Problem :: Repeat each of the entries below word for word, omitting the pictures from your reply.
*** Opening Material provided ***
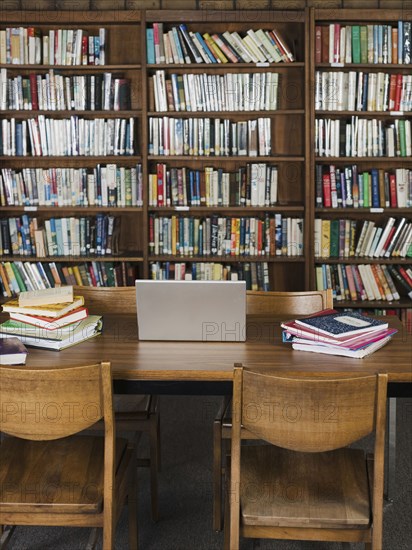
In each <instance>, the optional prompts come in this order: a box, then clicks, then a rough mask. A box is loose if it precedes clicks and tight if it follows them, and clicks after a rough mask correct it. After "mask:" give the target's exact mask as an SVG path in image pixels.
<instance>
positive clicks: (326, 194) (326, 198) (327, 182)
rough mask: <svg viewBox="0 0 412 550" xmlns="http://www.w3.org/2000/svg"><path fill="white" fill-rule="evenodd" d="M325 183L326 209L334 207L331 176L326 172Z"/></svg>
mask: <svg viewBox="0 0 412 550" xmlns="http://www.w3.org/2000/svg"><path fill="white" fill-rule="evenodd" d="M322 183H323V206H324V207H325V208H331V206H332V194H331V183H330V174H329V172H326V173H325V174H323V176H322Z"/></svg>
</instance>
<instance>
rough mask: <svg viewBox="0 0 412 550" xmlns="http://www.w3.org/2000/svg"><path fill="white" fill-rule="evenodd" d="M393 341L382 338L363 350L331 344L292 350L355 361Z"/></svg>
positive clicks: (316, 344) (292, 346)
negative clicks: (344, 358)
mask: <svg viewBox="0 0 412 550" xmlns="http://www.w3.org/2000/svg"><path fill="white" fill-rule="evenodd" d="M390 339H391V336H387V337H386V338H381V339H380V340H378V341H377V342H374V343H373V344H370V345H369V346H366V347H364V348H362V349H358V350H351V349H344V348H340V347H339V346H333V345H329V344H320V343H319V344H299V343H296V344H292V348H293V349H295V350H298V351H311V352H313V353H326V354H328V355H341V356H343V357H352V358H354V359H363V358H364V357H367V356H368V355H371V354H372V353H374V352H375V351H377V350H378V349H380V348H382V347H383V346H385V345H386V344H387V343H388V342H389V341H390Z"/></svg>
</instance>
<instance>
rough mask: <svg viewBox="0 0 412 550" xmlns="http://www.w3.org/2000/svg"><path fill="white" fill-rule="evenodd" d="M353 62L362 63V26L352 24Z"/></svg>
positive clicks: (352, 57)
mask: <svg viewBox="0 0 412 550" xmlns="http://www.w3.org/2000/svg"><path fill="white" fill-rule="evenodd" d="M352 63H360V27H359V25H352Z"/></svg>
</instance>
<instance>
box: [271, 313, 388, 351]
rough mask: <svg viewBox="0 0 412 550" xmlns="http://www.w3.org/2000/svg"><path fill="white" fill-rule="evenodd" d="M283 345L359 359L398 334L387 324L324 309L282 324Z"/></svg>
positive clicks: (375, 319)
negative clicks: (303, 317)
mask: <svg viewBox="0 0 412 550" xmlns="http://www.w3.org/2000/svg"><path fill="white" fill-rule="evenodd" d="M281 326H282V328H283V329H284V331H283V335H282V336H283V341H284V342H287V343H291V344H292V347H293V349H296V350H301V351H312V352H316V353H327V354H330V355H343V356H345V357H354V358H357V359H362V358H363V357H366V356H367V355H370V354H371V353H374V352H375V351H376V350H378V349H379V348H381V347H383V346H384V345H385V344H387V343H388V342H389V340H390V339H391V337H392V336H393V335H394V334H395V333H396V332H397V330H396V329H391V328H389V327H388V323H386V322H385V321H382V320H378V319H373V318H372V317H367V316H365V315H361V314H360V313H353V312H347V311H343V312H337V311H336V310H334V309H326V310H323V311H320V312H318V313H315V314H314V315H311V316H309V317H305V318H303V319H295V320H293V321H287V322H284V323H281Z"/></svg>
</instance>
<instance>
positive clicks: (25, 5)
*** Closing Material provided ***
Final answer ::
In each <instance>, the optional prompts come in this order: a box, then clicks, then a rough mask. A box is loose if it precedes clicks and tight if it follows them, and clicks after a rough mask correct it. After "mask:" give the target's exact mask as an SVG path in image pixels.
<instance>
positive clicks: (326, 194) (326, 198) (327, 182)
rough mask: <svg viewBox="0 0 412 550" xmlns="http://www.w3.org/2000/svg"><path fill="white" fill-rule="evenodd" d="M325 183L326 209L334 207L331 176L326 172Z"/></svg>
mask: <svg viewBox="0 0 412 550" xmlns="http://www.w3.org/2000/svg"><path fill="white" fill-rule="evenodd" d="M322 183H323V206H324V207H325V208H331V206H332V194H331V183H330V174H329V172H326V173H325V174H323V176H322Z"/></svg>
</instance>
<instance>
rough mask: <svg viewBox="0 0 412 550" xmlns="http://www.w3.org/2000/svg"><path fill="white" fill-rule="evenodd" d="M393 341L382 338L363 350L331 344L292 350L355 361Z"/></svg>
positive clicks: (316, 344) (292, 346)
negative clicks: (344, 358)
mask: <svg viewBox="0 0 412 550" xmlns="http://www.w3.org/2000/svg"><path fill="white" fill-rule="evenodd" d="M390 339H391V336H387V337H386V338H381V339H380V340H378V341H377V342H374V343H373V344H370V345H369V346H366V347H364V348H362V349H358V350H351V349H344V348H340V347H339V346H333V345H329V344H320V343H319V344H299V343H296V344H292V348H293V349H295V350H298V351H311V352H313V353H326V354H328V355H341V356H343V357H352V358H354V359H363V358H364V357H367V356H368V355H371V354H372V353H374V352H375V351H377V350H378V349H380V348H382V347H383V346H385V345H386V344H387V343H388V342H389V341H390Z"/></svg>
</instance>
<instance>
rough mask: <svg viewBox="0 0 412 550" xmlns="http://www.w3.org/2000/svg"><path fill="white" fill-rule="evenodd" d="M353 62L362 63V26L352 24Z"/></svg>
positive clicks: (352, 57)
mask: <svg viewBox="0 0 412 550" xmlns="http://www.w3.org/2000/svg"><path fill="white" fill-rule="evenodd" d="M352 63H360V27H359V25H352Z"/></svg>
</instance>
<instance>
box: [271, 313, 388, 351]
rough mask: <svg viewBox="0 0 412 550" xmlns="http://www.w3.org/2000/svg"><path fill="white" fill-rule="evenodd" d="M283 345L359 359L398 334L387 324L324 309L282 324Z"/></svg>
positive clicks: (375, 319)
negative clicks: (303, 317)
mask: <svg viewBox="0 0 412 550" xmlns="http://www.w3.org/2000/svg"><path fill="white" fill-rule="evenodd" d="M281 326H282V328H283V329H284V331H283V335H282V336H283V341H284V342H287V343H291V344H292V347H293V349H296V350H301V351H312V352H316V353H327V354H330V355H343V356H345V357H354V358H357V359H362V358H363V357H366V356H367V355H370V354H371V353H374V352H375V351H376V350H378V349H379V348H381V347H383V346H384V345H385V344H387V343H388V342H389V340H390V339H391V337H392V336H393V335H394V334H395V333H396V332H397V330H396V329H391V328H389V327H388V323H386V322H385V321H382V320H378V319H373V318H372V317H367V316H365V315H361V314H360V313H353V312H347V311H343V312H337V311H336V310H334V309H326V310H323V311H320V312H318V313H315V314H314V315H311V316H309V317H305V318H303V319H295V320H293V321H287V322H284V323H281Z"/></svg>
</instance>
<instance>
positive clicks: (25, 5)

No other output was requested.